* _Text excerpt_:
The provided code allocates memory on the host and runs the vector addition on the host. 
Our goal now is to allocate the required memory on the GPU, copy the input from the host to the GPU, call the vector addition in parallel on the GPU and copy the result back to the host to check that it is correct.

The initial version of the code compiles and runs. It takes three input parameters: the size of the vectors to be added, the number of blocks in the grid and the number of threads per block. Note that the last two parameters will only be relevant once we parallelize the vector addition on the GPU in Step 2.

Check after every of the below steps that your code compiles and runs!

As before, if you are stuck or need inspiration you can take a look at the [solution](../../../edit/SWAN_projects/gpulab-tcsc/vector_addition/vector_addition_solution.cu).

### Step 1: Allocating memory
To do a vector addition on the GPU, we have to allocate GPU memory (global memory) for the input vectors (called `a` and `b`) and also for the vector, where the result is stored (called `c`). The input vectors have to be copied from host memory to GPU global memory and in the end the result vector has to be copied from the GPU to the host. 

Note that in the code we label host variables with `_h` in the end and device variables with `_d` in the end. This is common practice in CUDA programs to distinguish between pointers to host and device memory. 

Follow the instructions in the code labelled with *Step 1 to do*. There are three places labelled like that to
- Allocate GPU global memory for the three device vectors `a_d`, `b_d` and `c_d`
- Copy the data in the host vectors `a_h`, `b_h`, `c_h` to the device vectors `a_d`, `b_d`, `c_d`
- Free the global memory used for the device vectors `a_d`, `b_d`, `c_d`

Test that your code compiles and runs!

In [None]:
!nvcc -arch=sm_80 -o vector_addition/vector_addition vector_addition/vector_addition.cu

In [None]:
!./vector_addition/vector_addition 36 6 6

### Step 2: Vector addition in parallel on the GPU

It is now time to call `vector_addition_gpu` on the GPU and to ensure that the addition is carried out in parallel. For this, follow the instructions labelled with *Step 2 to do* to do the following:
- Label `vector_addition_gpu` with the `__global__` identifier
- Modify the for loop inside `vector_addition_gpu` to be executed in parallel (see explanations below)
- Uncomment the grid dimension variable definitions
- Launch the kernel 

For loops are ideal candidates to be processed in parallel if the iterations do not depend on one another, as is the case in vector addition. The idea is instead of running each iteration of the loop sequentially, the iterations are processed in parallel by all available threads. For this two things must happen: 1) The kernel is written to execute one iteration based on its thread and block index and 2) we must ensure that all iterations of the for loop are processed, irrespectively of how many threads and blocks the kernel was launched with. Note that for this to work you should use the known `threadIdx.x`, `blockIdx.x`, `blockDim.x` and `gridDim.x` variables. 

Now test again that your code compiles and runs!

In [None]:
!nvcc -arch=sm_80 -o vector_addition/vector_addition vector_addition/vector_addition.cu

In [None]:
!./vector_addition/vector_addition 36 6 6

### Step 3: Copy and verify result

As last step, we have to copy back the vector containing the result and verify that the computations executed on the GPU were correct. Follow the instructions labelled with *Step 3 to do* for this.

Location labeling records
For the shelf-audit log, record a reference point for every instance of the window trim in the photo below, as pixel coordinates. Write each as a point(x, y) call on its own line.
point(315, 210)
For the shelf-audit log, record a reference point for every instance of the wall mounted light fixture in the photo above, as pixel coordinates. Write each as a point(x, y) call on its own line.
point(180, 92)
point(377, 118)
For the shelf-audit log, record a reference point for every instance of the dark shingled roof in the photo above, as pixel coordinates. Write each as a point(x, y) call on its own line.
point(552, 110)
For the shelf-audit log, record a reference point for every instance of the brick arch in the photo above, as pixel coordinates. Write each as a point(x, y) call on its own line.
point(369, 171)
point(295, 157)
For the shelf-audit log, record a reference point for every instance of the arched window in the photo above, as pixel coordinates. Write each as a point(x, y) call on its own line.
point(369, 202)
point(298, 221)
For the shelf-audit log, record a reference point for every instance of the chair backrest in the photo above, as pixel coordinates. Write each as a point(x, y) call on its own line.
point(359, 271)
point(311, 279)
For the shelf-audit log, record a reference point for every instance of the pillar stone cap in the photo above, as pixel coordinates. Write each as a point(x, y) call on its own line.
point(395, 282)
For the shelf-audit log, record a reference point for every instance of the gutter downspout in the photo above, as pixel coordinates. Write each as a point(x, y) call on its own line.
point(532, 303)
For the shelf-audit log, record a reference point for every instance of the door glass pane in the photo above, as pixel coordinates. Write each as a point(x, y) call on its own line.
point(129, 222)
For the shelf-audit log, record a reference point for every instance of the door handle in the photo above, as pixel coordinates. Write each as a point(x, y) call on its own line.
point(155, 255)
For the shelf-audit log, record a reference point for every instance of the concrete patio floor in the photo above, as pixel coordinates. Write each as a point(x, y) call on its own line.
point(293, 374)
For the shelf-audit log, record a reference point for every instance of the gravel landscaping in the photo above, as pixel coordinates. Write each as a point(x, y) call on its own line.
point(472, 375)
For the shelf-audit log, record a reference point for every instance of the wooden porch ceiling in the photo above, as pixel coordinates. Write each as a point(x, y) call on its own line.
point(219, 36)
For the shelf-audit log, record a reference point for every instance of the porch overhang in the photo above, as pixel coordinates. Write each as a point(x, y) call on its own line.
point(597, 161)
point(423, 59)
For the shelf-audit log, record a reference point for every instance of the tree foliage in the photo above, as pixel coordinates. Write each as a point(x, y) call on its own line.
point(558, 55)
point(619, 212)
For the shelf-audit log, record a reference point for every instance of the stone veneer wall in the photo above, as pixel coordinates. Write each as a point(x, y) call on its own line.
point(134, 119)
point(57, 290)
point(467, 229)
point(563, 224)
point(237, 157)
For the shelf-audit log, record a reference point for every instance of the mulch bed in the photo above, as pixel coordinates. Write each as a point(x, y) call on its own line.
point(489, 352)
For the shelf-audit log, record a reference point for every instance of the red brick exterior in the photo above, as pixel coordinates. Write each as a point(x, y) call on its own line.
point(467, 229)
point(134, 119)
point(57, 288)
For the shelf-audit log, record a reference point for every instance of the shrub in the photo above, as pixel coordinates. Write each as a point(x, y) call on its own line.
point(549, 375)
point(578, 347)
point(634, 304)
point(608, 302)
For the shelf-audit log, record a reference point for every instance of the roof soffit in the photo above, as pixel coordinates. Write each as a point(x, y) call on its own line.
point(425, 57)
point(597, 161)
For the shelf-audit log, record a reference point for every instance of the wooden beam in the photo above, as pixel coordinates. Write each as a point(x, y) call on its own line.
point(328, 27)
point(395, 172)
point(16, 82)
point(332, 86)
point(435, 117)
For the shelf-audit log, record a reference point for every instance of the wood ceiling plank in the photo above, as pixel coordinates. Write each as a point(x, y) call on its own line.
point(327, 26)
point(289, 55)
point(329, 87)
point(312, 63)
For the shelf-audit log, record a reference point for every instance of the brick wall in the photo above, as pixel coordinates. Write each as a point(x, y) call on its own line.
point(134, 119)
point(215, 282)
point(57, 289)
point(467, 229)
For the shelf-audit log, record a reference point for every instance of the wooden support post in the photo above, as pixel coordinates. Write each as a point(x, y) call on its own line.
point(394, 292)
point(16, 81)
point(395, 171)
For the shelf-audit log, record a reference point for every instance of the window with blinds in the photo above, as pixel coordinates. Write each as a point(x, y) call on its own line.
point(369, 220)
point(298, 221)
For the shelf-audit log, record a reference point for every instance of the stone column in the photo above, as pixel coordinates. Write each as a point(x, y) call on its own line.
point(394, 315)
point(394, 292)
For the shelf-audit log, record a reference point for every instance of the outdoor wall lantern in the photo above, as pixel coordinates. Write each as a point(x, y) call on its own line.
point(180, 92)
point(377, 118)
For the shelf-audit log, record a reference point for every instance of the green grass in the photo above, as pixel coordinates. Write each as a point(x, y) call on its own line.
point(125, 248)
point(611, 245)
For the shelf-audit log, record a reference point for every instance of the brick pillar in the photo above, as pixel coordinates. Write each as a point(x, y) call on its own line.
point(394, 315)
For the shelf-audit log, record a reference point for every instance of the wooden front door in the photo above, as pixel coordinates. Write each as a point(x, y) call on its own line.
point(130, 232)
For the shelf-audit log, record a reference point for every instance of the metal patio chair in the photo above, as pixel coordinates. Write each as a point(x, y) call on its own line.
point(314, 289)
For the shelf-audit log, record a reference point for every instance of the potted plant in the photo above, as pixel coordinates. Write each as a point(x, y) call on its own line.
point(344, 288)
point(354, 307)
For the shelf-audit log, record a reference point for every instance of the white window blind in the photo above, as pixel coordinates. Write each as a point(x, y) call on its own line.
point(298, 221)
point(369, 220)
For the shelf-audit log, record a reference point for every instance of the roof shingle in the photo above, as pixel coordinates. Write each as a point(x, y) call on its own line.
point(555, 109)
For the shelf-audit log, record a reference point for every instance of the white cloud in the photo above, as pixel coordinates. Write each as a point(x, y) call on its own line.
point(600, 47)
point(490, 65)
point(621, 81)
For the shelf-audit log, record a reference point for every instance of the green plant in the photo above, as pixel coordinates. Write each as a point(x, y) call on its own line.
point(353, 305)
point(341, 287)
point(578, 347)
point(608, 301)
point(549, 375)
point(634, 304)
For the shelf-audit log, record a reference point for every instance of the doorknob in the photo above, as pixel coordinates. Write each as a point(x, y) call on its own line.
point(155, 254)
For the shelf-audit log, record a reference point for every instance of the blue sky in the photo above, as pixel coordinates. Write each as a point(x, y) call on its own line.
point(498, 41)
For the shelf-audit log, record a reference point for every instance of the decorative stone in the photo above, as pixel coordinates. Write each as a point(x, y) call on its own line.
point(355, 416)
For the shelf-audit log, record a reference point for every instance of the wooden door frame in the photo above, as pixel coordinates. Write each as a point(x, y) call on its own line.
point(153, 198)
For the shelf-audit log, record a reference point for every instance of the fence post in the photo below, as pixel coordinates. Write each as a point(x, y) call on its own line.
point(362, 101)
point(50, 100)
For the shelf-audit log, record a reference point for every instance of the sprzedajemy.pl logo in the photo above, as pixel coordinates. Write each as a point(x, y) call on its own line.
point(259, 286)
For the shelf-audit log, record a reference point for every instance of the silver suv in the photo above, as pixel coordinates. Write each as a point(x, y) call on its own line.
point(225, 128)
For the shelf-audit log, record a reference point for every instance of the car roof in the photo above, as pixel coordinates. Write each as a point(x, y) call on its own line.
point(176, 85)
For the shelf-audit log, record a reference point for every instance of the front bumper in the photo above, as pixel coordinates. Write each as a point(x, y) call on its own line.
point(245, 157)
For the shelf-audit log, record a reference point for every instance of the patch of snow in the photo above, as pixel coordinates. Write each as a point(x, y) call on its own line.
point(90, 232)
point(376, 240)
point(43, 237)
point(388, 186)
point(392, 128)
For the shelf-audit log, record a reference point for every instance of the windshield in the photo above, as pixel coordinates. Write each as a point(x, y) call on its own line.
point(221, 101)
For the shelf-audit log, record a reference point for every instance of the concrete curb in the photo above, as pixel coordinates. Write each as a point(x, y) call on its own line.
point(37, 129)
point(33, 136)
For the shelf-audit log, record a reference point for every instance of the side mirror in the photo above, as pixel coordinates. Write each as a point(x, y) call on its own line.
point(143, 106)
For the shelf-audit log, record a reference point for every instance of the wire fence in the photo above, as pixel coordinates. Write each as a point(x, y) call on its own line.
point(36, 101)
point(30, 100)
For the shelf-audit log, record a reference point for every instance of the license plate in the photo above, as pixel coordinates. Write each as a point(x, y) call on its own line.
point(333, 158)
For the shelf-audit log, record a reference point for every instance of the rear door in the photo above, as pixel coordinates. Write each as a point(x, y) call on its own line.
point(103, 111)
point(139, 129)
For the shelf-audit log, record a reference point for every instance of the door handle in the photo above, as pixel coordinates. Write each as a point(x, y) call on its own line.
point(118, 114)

* _Required tasks_:
a) Summarize the CUDA vector addition tutorial in two sentences.
b) Translate this sentence from the CUDA vector addition tutorial into Spanish: "For loops are ideal candidates to be processed in parallel if the iterations do not depend on one another, as is the case in vector addition."
c) Write the next part of the CUDA vector addition tutorial, picking up after its last sentence.
The location labeling listing is separate material, apart from the tutorial.

* _Answers to the exercises_:
a) The CUDA vector addition tutorial has the reader take a vector addition that runs on the host and move it to the GPU by allocating GPU memory, copying the inputs there, running the addition in parallel and copying the result back to check it. The work goes in three steps: allocating device memory for `a_d`, `b_d` and `c_d`, copying the host vectors into it and later freeing it; making `vector_addition_gpu` a parallel kernel that uses thread and block indices; and copying back and verifying the result.

b) Los bucles for son candidatos ideales para procesarse en paralelo si las iteraciones no dependen unas de otras, como ocurre en la suma de vectores.

c)
- Copy content of `c_d` to `c_h`
- Synchronize to ensure that the GPU work is finished
- Verify the result obtained from the GPU

Now compile and run again to check that your first calculations on a GPU are working!

Play with the number of blocks and threads and test scenarios where the `n_threads` * `n_block` is not equal to the vector size. If this works, you have correctly parallelized your for loop. 

Caveat: The restult vector can be correct, but the parallelization might not be the intended one. This can happen if you are in fact doing the same work in every block of your grid. If you did not use the variables `blockDim.x` and `gridDim.x` this happened. Take a look again at your parallelized for loop and modify it such that every block in the grid processed different vector elements from the other blocks. Check again that you can process vector lengths that do not match the number of blocks and threads!

In [None]:
!nvcc -arch=sm_80 -o vector_addition/vector_addition vector_addition/vector_addition.cu

In [None]:
!./vector_addition/vector_addition 39 6 6

## Profiling a CUDA application

The only way to be assured that attempts at optimizing accelerated code bases are actually successful is to profile the application for quantitative information about the application's performance. `nsys` is the Nsight Systems command line tool. It is a powerful tool for profiling accelerated applications.

Its most basic usage is to simply pass it the path to an executable compiled with `nvcc`. `nsys` will proceed to execute the application, after which it will print a summary output of the application's GPU activities, CUDA API calls and so on.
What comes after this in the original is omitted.